Her death brings a new element to the movement in the age of social media because the conversation has included younger people.

"She's changed the debate by changing the audience of the debate," Abraham Schwab, an associate professor of philosophy at Indiana University-Purdue University Fort Wayne, told the Associated Press earlier.

One commenter on Twitter posted, "RIP #BrittanyMaynard. To die with dignity still eludes many. May you find peace." Another had mixed feelings. "Brain cancer is a horrific way to die but, being raised traditional Catholic, suicide still a no-no," a commenter wrote.

Maynard was diagnosed with a stage 4 malignant brain tumor. She moved with her family from California to Oregon, where she could legally die with medication prescribed under the Oregon Death With Dignity Act.

Tim Rosales, spokesman for Patients Rights Action Coalition based in Princeton, N.J., said that for every Brittany Maynard, there's a Barbara Wagner, an Oregon woman who fought her insurance company when it said it would cover drugs for her suicide but not for chemotherapy to fight her lung cancer.

Data records:
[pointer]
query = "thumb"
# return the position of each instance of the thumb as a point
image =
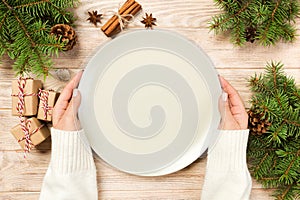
(224, 105)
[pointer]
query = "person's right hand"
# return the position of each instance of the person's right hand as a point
(65, 110)
(233, 113)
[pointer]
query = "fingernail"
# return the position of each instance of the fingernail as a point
(224, 96)
(75, 92)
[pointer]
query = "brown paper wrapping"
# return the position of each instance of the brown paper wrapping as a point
(31, 102)
(51, 102)
(36, 138)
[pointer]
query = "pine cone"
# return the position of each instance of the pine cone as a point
(256, 124)
(64, 33)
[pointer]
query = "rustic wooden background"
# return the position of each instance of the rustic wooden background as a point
(22, 178)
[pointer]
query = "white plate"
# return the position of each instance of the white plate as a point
(149, 102)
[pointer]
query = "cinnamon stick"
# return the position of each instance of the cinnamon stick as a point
(112, 27)
(121, 11)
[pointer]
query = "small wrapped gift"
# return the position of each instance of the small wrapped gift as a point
(24, 96)
(30, 132)
(47, 101)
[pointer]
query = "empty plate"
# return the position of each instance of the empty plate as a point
(149, 102)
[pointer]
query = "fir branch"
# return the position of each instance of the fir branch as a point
(265, 21)
(25, 32)
(31, 4)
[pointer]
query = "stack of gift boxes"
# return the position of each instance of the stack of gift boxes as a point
(34, 107)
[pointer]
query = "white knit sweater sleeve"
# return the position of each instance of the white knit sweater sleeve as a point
(227, 175)
(71, 174)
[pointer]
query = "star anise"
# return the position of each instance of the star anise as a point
(149, 21)
(94, 17)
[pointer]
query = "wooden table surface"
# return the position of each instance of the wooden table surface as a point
(22, 178)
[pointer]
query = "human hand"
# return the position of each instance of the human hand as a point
(65, 111)
(233, 113)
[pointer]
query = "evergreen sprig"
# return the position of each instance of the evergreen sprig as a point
(265, 21)
(274, 156)
(25, 32)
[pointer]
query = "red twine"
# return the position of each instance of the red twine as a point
(21, 95)
(43, 95)
(25, 124)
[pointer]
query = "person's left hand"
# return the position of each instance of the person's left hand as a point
(65, 110)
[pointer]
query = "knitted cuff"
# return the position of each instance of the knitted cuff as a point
(71, 152)
(229, 151)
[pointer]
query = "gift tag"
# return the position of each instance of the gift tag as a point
(149, 102)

What to do:
In the excerpt about Brittany Maynard, what was Maynard diagnosed with?

Reply:
A stage 4 malignant brain tumor.